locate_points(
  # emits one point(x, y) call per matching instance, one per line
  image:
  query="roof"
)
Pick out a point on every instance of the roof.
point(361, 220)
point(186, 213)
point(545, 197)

**PROBLEM STATEMENT**
Retype the records above line for line, with no changes.

**ANSWER TO THIS EXERCISE**
locate_points(
  # emits one point(x, y) call per matching instance, one per line
  image:
  query="roof"
)
Pick out a point on every instance of the roof.
point(361, 220)
point(186, 213)
point(545, 197)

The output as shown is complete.